▸ **EXERCISE A**
Please echo the nursing home staffing article word for word, starting at "Nearly all respondents" and ending at "Care of Roanoke.".
▸ **EXERCISE B**
List every person named in the nursing home staffing article.

With a fifth of Virginia’s nursing homes failing to meet staffing standards, stakeholders split on solutions

Virginia

RICHMOND, Va. (WRIC)-One fifth of Virginia’s nursing homes are failing to meet expected staffing levels under federal standards. It’s increasing the risk of low quality care, especially for low-income and black Virginians. 

That’s according to a new study presented to the General Assembly’s Joint Commission on Healthcare. Lawmakers are looking into various legislative solutions ahead of the 2022 session. 

That report also found that Virginia has more nursing homes with low staff ratings than other states. 

“Facilities with low staffing are more likely to have poor quality measures in health inspection ratings,” said Associate Health Policy Analyst Kyu Kang. “Low staffing negatively impacts care quality as well as staff and resident well being.” 

Among the possible fixes being considered are mandatory staffing standards. Currently, Virginia is in the minority as one of 16 states that doesn’t require a minimum ratio, according to Kang. 

Dignity for the Aged Executive Director Sam Kukich said her mother in law lost 65 pounds and had more than four dozen falls in a short-staffed nursing home. Her story was detailed in an investigation two years ago. 

“Family members have spent many years waiting and hoping for change and their family members die. We keep saying the same things over and over and nobody hears us,” Kukich said. “Please do not wait another year to mandate ratios.” 

Industry leaders are opposed to the push for requirements. 

It comes as a new survey from the Virginia Health Care Association— which represents roughly 350 long-term care facilities statewide–suggests staff burnout from COVID-19 is exacerbating long-standing workforce shortages.

It found 81% of long-term care providers believe the situation has gotten worse in 2021 compared to 2020, which they consider “the height of the clinical nightmare.” 

Nearly all respondents reported vacancies in critical positions, with 96% looking for CNA’s, 92% missing LPN’s and 75% trying to fill RN positions. 

When asked about their current staffing situation, 59% indicated there were few to no applicants to fill their needs for additional staff. That’s the case despite widespread pay increases and bonuses. 

“We want to hire staff. The truth is the workforce is just not there right now. We have seen people exiting healthcare. They’re not coming to work in our facilities and this could not be a worse time quite frankly to consider a staffing mandate,” said Deborah L. Petrine, Chairman and CEO of Commonwealth Care of Roanoke.

▸ **INFORMATION SUPPLIED**
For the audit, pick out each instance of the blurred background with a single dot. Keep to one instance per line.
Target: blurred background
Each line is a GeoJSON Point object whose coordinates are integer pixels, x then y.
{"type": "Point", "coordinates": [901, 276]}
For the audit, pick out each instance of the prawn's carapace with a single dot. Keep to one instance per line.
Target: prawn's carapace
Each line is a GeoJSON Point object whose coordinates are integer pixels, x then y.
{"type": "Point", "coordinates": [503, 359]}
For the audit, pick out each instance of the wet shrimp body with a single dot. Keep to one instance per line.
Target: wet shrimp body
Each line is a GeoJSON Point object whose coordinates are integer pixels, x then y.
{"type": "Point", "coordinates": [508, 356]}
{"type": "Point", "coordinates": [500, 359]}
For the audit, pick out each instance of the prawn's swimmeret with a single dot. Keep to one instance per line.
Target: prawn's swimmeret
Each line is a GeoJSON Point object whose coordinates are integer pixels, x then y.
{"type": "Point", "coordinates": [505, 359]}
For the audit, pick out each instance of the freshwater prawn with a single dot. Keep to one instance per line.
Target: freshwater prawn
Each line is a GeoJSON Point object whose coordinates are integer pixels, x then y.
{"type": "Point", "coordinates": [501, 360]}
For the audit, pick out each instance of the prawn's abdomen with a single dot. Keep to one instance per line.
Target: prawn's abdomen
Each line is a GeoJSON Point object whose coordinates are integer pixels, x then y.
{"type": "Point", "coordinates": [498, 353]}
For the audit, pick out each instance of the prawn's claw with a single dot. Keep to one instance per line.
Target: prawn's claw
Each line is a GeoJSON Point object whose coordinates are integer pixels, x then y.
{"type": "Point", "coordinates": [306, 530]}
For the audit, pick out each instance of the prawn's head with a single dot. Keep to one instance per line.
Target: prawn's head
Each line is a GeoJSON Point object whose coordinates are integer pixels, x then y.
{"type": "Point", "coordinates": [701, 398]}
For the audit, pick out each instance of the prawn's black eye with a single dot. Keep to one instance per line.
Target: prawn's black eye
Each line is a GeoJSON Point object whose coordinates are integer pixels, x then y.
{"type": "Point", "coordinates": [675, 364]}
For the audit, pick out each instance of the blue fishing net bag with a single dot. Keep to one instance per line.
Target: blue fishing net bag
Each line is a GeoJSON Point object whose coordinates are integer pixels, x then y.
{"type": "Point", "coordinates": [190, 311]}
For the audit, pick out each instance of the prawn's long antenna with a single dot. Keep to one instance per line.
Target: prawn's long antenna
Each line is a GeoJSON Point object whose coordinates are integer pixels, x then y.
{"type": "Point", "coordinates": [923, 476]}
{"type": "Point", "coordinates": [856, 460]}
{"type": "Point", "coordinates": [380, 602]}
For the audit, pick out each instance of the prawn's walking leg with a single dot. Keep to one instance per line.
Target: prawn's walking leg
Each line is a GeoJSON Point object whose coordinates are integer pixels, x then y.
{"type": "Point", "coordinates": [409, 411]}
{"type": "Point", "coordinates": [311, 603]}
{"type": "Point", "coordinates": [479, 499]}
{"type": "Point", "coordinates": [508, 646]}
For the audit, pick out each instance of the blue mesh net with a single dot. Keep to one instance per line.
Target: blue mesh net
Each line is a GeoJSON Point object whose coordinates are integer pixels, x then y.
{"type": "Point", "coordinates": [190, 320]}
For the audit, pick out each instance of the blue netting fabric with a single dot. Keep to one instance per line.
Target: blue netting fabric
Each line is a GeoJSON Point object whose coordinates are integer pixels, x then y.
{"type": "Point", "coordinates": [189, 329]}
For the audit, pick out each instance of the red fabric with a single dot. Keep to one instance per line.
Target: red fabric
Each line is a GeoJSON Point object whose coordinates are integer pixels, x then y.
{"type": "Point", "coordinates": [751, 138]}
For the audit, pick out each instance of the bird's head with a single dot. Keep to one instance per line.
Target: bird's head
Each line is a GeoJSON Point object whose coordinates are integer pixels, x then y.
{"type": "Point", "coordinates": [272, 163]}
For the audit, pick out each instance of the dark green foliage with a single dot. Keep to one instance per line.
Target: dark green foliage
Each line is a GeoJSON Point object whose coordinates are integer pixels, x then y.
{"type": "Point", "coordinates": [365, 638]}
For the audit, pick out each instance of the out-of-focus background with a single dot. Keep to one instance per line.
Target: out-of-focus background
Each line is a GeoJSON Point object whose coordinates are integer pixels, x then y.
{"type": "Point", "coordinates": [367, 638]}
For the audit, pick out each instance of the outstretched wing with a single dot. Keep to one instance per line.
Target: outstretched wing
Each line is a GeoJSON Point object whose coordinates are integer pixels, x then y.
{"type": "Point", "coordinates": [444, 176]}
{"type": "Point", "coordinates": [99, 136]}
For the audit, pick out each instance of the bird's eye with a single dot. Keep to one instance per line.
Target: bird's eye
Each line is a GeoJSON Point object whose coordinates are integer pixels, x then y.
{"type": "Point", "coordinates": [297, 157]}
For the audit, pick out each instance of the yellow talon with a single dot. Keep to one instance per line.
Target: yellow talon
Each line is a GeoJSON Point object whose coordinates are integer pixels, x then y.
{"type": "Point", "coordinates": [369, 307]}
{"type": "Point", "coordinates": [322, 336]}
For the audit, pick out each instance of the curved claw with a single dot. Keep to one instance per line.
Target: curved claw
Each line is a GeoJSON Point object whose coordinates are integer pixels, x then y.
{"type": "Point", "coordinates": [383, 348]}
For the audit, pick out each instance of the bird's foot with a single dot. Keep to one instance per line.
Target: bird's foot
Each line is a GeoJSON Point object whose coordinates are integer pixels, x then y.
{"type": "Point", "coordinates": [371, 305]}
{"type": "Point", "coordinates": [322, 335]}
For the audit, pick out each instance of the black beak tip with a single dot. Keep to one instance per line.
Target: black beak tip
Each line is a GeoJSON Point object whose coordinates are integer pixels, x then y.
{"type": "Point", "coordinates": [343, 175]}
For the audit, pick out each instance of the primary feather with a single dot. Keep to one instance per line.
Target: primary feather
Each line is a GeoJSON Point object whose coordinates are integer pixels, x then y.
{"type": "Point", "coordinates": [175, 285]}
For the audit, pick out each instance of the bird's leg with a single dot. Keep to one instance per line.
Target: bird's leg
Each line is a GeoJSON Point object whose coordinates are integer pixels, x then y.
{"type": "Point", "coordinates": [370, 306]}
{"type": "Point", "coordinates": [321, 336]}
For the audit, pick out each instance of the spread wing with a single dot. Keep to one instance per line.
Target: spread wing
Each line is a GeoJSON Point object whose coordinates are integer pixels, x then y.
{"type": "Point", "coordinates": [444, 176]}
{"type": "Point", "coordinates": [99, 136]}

▸ **RESULT A**
Nearly all respondents reported vacancies in critical positions, with 96% looking for CNA’s, 92% missing LPN’s and 75% trying to fill RN positions. 

When asked about their current staffing situation, 59% indicated there were few to no applicants to fill their needs for additional staff. That’s the case despite widespread pay increases and bonuses. 

“We want to hire staff. The truth is the workforce is just not there right now. We have seen people exiting healthcare. They’re not coming to work in our facilities and this could not be a worse time quite frankly to consider a staffing mandate,” said Deborah L. Petrine, Chairman and CEO of Commonwealth Care of Roanoke.

▸ **RESULT B**
Kyu Kang
Sam Kukich
Deborah L. Petrine